━━━━━ PROVIDED PASSAGE
PO: The language matters. We try not to use ‘value-based care’ a lot. We focus on the individual components: quality, safety, equity, affordability and access. If we can empower our physicians to tell us what they know they need, they will help redefine value-based care. We did a lot of the hard work early, which was helping our physicians understand what we were talking about, building the language of value-based care and through the framework of the Quadruple Aim. As a physician leader who still practices, I can say that if truly done right, delivering on the Quadruple Aim should be nirvana for physicians.
How are you engaging providers in the movement to value?
LS: The number one priority is returning joy and well-being to our workforce. There needs to be a lot more joy, a lot more health, and a lot less burden and friction in the system. We can and should change that and find a path for better alignment. I wonder if every health system or payer in our country said, ‘We will start with our workforce.’ What is the groundswell that happens if we have those large employers start a movement of a different way forward?
What are some emerging models that are bringing stakeholders together?
ME: Using the public health model, we organized eastern Massachusetts into 38 population health neighborhoods because zip code is the number one indicator of health predictor of health outcomes. We organized into local ecosystems with common attributes in terms of how people access care, prevalence of disease, gaps in social and economic assets, and resiliency. We decided we had to take it to an entirely different level. We partnered with Navvis to radically transform our business through a five-year operating agreement. We’re also in the process of due diligence with a payer to create something that doesn’t exist in the market today, and the starting point is figuring out what each other needs and what success looks like. We’ve focused on removing low-value care—avoidable emergency department visits, preventable hospitalizations, care that could have been delivered in the home, or tests that weren’t needed. That low-value care impairs the provider, the clinical enterprise and the payer side in terms of our margins, as well as the experience we create for members and patients.
━━━━━━━━━━
━━━━━ RAW DATA
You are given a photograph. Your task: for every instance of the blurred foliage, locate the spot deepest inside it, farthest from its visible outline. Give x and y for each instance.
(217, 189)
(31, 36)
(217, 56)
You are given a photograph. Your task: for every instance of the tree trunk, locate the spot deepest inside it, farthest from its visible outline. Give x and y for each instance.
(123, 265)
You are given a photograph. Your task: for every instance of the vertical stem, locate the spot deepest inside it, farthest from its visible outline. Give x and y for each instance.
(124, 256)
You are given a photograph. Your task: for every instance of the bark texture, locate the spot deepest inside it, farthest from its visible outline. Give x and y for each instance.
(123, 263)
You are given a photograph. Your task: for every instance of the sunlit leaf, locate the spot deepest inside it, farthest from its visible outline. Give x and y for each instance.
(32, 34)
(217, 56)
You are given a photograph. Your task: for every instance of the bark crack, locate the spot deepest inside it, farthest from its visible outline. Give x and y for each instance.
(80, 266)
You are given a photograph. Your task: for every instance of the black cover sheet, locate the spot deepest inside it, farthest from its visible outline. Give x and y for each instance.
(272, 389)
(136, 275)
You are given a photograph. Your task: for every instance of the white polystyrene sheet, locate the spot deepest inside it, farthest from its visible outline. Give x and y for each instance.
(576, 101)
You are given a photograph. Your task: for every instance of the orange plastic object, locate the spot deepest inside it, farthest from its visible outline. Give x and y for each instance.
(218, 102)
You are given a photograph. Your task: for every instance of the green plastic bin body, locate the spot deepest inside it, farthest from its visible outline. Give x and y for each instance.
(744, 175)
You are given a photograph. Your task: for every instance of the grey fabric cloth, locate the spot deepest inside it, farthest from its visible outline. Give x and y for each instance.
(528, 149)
━━━━━━━━━━
━━━━━ RAW DATA
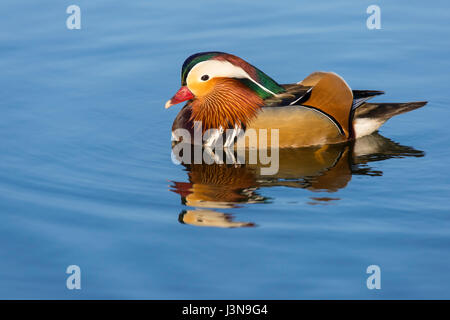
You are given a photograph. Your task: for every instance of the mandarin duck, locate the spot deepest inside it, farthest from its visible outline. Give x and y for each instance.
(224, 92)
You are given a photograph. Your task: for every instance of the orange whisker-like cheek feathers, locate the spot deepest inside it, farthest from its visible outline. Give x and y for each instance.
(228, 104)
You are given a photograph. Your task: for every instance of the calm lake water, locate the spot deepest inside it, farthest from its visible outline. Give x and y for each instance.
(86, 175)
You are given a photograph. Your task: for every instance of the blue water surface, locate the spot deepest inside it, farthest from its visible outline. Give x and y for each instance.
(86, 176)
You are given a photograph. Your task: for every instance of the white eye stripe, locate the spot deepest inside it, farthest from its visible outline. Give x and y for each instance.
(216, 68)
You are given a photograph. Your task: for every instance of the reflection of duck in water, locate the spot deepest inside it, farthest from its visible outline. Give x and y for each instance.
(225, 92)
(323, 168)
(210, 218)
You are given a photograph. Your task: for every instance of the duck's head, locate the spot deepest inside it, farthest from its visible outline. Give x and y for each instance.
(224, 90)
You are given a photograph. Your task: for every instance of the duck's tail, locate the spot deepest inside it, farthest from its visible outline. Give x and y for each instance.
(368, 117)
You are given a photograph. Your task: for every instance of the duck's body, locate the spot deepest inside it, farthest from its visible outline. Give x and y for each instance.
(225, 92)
━━━━━━━━━━
# WORK INSTRUCTION A
According to the interview excerpt on value-based care, into how many population health neighborhoods was eastern Massachusetts organized?
# WORK INSTRUCTION B
Write the next part of the interview excerpt on value-based care, picking up after its final sentence.

# TASK ANSWER A
38

# TASK ANSWER B
What is your approach to scaling value initiatives across different patient populations?
ME: The fastest path to scale was to empower people locally. When our CEO, Mike Dandorph, and our physician leaders created our clinically integrated network, they empowered local care teams to do what needs to be done, pushed dollar resources into those markets, and created a physician ownership culture—where it’s not management holding physicians accountable for what happens in those local markets, but true peer-to-peer accountability. We’re getting to scale much more quickly than we did before because it’s driven by doctors, and we partner and follow their lead.
What gives you hope with the movement towards value-based care?
PO: We are an industry like no other, and our mission is so incredibly important that we don’t have the option to fail. So, there’s positive pressure in the right areas: on social
determinants, on the need for physician engagement and on patient experience. We’re making some momentum with everyone appreciating the complexity of it.
LS: When I think about where we are in our journey, we have made real progress. We’ve got a creative partnership. We’ve aligned incentives to really accelerate our ambulatory platform to move care to settings where we can provide more access, more affordable care. What I’ve watched over the seven years I’ve been here is slow, steady progress. I started my career believing that we could support people to live longer, more active lives. My belief is still that we actually can help people live healthier for all the years they have here.